◆ Stated goal ◆
Please check the analysis of the Tester-Hagan amendment: within what period is FDA directed to conduct its study of food-borne illness?

◆ Document passage ◆
────────────────────

Analysis of the Tester-Hagan Amendment

Summary of the Key Points of the Tester-Hagan Amendment

  • Clarifies that businesses that sell more than half of their products directly to individual consumers are exempt from both the existing registration and the new HACCP-type requirements, whether or not they are processing the food at a location different from where the sale occurs.
  • Adds a new exemption for businesses that gross less than half a million dollars (adjusted for inflation) and that sell more than half of their products directly to consumers or to local restaurants and retail establishments. These businesses must submit paperwork showing that they qualify for the exemption and that they comply with state and local laws in order to be exempt from the new HACCP-type requirements.
  • Exempts farms that gross less than half a million dollars (adjusted for inflation) and that sell more than half of their products directly to consumers or to local restaurants and retail establishments from the FDA’s new “produce safety standards,” which would tell farmers how to grow and harvest their crops.
  • Directs FDA to conduct a study in the next 18 months to look at the incidence of food-borne illness in relation to food producers’ scale and type of operation. Directs FDA to use this study to define “very small businesses” that will also be exempt from the HACCP-type requirements

 

Myths and Facts

Several questions have been raised about whether the Tester-Hagan amendment requires farmers to register with the FDA and comply with GAPs, or whether it will create problems of FDA becoming even more intrusive into local foods. While these concerns are understandable, a review of the existing law and the specifics of the Tester-Hagan amendment show that they are not accurate.

────────────────────

◆ Material provided ◆
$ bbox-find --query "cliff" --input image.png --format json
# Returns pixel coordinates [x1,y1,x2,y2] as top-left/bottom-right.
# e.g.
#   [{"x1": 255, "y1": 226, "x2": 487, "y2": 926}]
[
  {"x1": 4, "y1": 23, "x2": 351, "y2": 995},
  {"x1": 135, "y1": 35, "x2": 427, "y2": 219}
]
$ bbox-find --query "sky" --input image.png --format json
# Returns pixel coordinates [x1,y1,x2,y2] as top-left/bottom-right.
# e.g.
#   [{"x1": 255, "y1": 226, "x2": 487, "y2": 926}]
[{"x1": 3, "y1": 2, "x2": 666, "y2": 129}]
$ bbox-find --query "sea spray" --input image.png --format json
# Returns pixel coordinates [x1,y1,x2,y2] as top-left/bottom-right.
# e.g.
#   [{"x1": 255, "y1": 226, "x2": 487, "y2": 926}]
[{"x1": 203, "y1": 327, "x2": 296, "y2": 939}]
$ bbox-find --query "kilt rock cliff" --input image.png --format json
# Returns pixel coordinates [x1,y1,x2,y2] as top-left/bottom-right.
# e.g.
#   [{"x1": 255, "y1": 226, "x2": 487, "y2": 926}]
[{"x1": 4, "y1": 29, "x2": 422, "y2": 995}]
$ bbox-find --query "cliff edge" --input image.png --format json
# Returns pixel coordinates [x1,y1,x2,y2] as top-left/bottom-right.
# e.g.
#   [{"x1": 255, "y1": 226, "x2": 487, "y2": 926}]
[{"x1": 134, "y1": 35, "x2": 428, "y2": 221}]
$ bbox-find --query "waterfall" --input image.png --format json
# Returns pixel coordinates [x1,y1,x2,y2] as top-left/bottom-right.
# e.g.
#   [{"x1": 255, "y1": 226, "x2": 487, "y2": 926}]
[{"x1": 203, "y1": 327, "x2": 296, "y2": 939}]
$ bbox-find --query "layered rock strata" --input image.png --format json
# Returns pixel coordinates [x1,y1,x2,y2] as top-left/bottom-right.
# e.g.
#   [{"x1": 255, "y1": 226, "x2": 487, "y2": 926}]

────────────────────

◆ Final result ◆
Within the next 18 months.